## Set task
Can you write out all the material below again, changing every "whole pixels" to "integer pixels" and keeping everything else the same, with the pictures left out?

## Extracted data
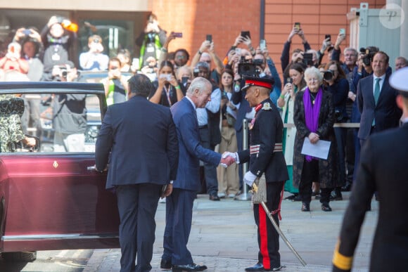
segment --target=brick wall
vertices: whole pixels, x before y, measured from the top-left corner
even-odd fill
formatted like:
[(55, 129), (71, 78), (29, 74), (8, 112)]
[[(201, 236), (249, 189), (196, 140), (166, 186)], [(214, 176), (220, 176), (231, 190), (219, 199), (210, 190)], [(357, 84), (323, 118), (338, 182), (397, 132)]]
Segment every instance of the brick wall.
[(168, 33), (182, 32), (173, 40), (170, 51), (184, 48), (192, 56), (212, 34), (215, 51), (224, 58), (241, 30), (250, 30), (257, 43), (260, 32), (260, 1), (249, 0), (155, 0), (153, 12)]
[[(381, 8), (386, 0), (366, 0), (369, 8)], [(351, 8), (359, 8), (357, 0), (266, 0), (265, 39), (271, 56), (281, 72), (280, 58), (283, 44), (288, 39), (295, 22), (300, 22), (312, 48), (319, 50), (324, 35), (331, 35), (334, 44), (340, 28), (350, 33), (346, 14)], [(349, 45), (349, 39), (343, 41), (342, 48)], [(303, 48), (298, 36), (292, 39), (291, 49)], [(341, 58), (340, 58), (341, 59)], [(322, 62), (327, 58), (324, 57)]]
[[(381, 8), (386, 0), (365, 0), (370, 8)], [(268, 49), (280, 71), (283, 45), (295, 22), (300, 22), (314, 49), (319, 49), (326, 34), (334, 43), (340, 28), (350, 32), (346, 14), (359, 8), (357, 0), (265, 0), (265, 33)], [(155, 0), (152, 11), (168, 32), (182, 32), (169, 49), (187, 49), (193, 55), (207, 34), (212, 34), (216, 52), (222, 58), (241, 30), (250, 30), (254, 47), (260, 39), (260, 0)], [(348, 39), (345, 41), (348, 46)], [(298, 37), (292, 48), (302, 48)]]

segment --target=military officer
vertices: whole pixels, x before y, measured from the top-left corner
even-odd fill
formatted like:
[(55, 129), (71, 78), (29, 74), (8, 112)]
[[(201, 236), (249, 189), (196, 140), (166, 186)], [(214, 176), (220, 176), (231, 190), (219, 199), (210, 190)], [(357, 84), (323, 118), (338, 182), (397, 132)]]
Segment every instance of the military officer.
[[(269, 78), (245, 77), (245, 98), (255, 107), (255, 117), (248, 125), (250, 148), (234, 156), (237, 163), (250, 162), (249, 171), (243, 181), (250, 186), (257, 179), (266, 181), (267, 207), (279, 224), (280, 205), (285, 181), (289, 179), (282, 153), (283, 124), (276, 106), (269, 98), (274, 80)], [(260, 184), (261, 181), (260, 181)], [(281, 268), (279, 235), (263, 209), (254, 201), (254, 217), (257, 226), (260, 248), (258, 263), (246, 268), (246, 271), (277, 271)]]
[(333, 257), (333, 271), (350, 271), (366, 207), (374, 192), (379, 198), (377, 228), (371, 249), (370, 271), (406, 271), (408, 268), (408, 67), (390, 78), (399, 90), (397, 105), (403, 124), (371, 135), (362, 147), (357, 181), (344, 215)]

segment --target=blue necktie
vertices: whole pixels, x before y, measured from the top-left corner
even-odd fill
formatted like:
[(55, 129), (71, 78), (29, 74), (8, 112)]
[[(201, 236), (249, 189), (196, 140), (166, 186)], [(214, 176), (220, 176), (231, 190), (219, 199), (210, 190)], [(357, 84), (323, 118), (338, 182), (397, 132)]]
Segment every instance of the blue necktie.
[(378, 97), (380, 96), (380, 80), (381, 79), (379, 77), (376, 79), (376, 86), (374, 88), (374, 101), (376, 101), (376, 105), (378, 102)]
[[(376, 86), (374, 86), (374, 101), (376, 103), (375, 105), (377, 105), (377, 103), (378, 102), (378, 97), (380, 96), (380, 80), (381, 78), (377, 77), (376, 79)], [(371, 125), (374, 127), (376, 125), (376, 119), (373, 119), (373, 122)]]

## Correct response
segment --target=brick wall
vertices: integer pixels, x before y, measured from the top-left corner
even-odd fill
formatted like:
[(55, 129), (71, 78), (29, 74), (8, 112)]
[[(201, 236), (249, 189), (196, 140), (166, 186)], [(214, 176), (220, 176), (231, 190), (219, 199), (210, 190)], [(357, 84), (323, 118), (338, 182), (397, 132)]]
Segment every instance of the brick wall.
[(168, 33), (182, 32), (173, 40), (170, 51), (184, 48), (192, 56), (212, 34), (215, 51), (224, 58), (241, 30), (250, 30), (257, 43), (260, 32), (260, 1), (249, 0), (155, 0), (153, 12)]
[[(381, 8), (386, 0), (366, 0), (369, 8)], [(351, 8), (359, 8), (357, 0), (266, 0), (265, 39), (271, 56), (281, 72), (280, 58), (283, 44), (288, 39), (295, 22), (300, 22), (312, 48), (319, 50), (324, 35), (331, 35), (334, 44), (340, 28), (350, 33), (346, 14)], [(349, 45), (349, 39), (343, 41), (342, 48)], [(303, 48), (298, 36), (292, 39), (291, 49)], [(341, 58), (340, 58), (341, 59)], [(322, 62), (327, 58), (324, 57)]]
[[(381, 8), (386, 0), (365, 0), (370, 8)], [(268, 49), (280, 71), (283, 45), (295, 22), (300, 22), (314, 49), (319, 49), (326, 34), (334, 43), (340, 28), (350, 32), (346, 14), (359, 8), (357, 0), (265, 0), (265, 33)], [(155, 0), (152, 11), (168, 32), (182, 32), (169, 49), (187, 49), (193, 55), (207, 34), (212, 34), (216, 52), (222, 58), (241, 30), (250, 30), (254, 47), (260, 39), (260, 0)], [(348, 39), (345, 41), (348, 46)], [(298, 37), (292, 48), (302, 48)]]

segment --target=military officer
vertices: integer pixels, x before y, measured from the top-left corner
even-odd fill
formatted like:
[(55, 129), (71, 78), (29, 74), (8, 112)]
[[(201, 236), (249, 189), (196, 140), (166, 186)], [(214, 176), (220, 176), (231, 190), (219, 199), (210, 190)], [(357, 84), (323, 118), (338, 182), (397, 132)]]
Segment every instance of the military officer.
[[(269, 78), (245, 77), (245, 98), (255, 107), (255, 117), (248, 125), (250, 148), (234, 156), (237, 163), (250, 162), (249, 171), (243, 181), (250, 186), (257, 179), (266, 181), (267, 207), (279, 224), (280, 205), (285, 181), (289, 179), (282, 153), (283, 124), (276, 106), (269, 98), (274, 80)], [(260, 184), (261, 181), (260, 181)], [(281, 268), (279, 235), (263, 209), (254, 201), (254, 217), (257, 226), (260, 248), (258, 263), (246, 268), (246, 271), (277, 271)]]
[(333, 257), (333, 271), (350, 271), (366, 207), (374, 192), (379, 198), (377, 228), (371, 249), (370, 271), (406, 271), (408, 268), (408, 67), (390, 78), (399, 90), (397, 105), (403, 124), (371, 135), (362, 147), (357, 181), (344, 215)]

segment --target=blue necktie
vertices: integer pixels, x before y, measured from the top-left corner
even-odd fill
formatted like:
[(55, 129), (71, 78), (29, 74), (8, 112)]
[[(201, 236), (249, 189), (196, 140), (166, 186)], [(214, 176), (220, 176), (231, 190), (219, 199), (210, 190)], [(357, 84), (323, 118), (338, 182), (397, 132)]]
Segment every instance of the blue necktie.
[(378, 97), (380, 96), (380, 80), (381, 79), (379, 77), (376, 79), (376, 86), (374, 88), (374, 101), (376, 101), (376, 105), (378, 102)]
[[(376, 86), (374, 86), (374, 101), (376, 103), (375, 105), (377, 105), (377, 103), (378, 102), (378, 97), (380, 96), (380, 80), (381, 78), (377, 77), (376, 79)], [(371, 125), (374, 127), (376, 125), (376, 119), (373, 119), (373, 122)]]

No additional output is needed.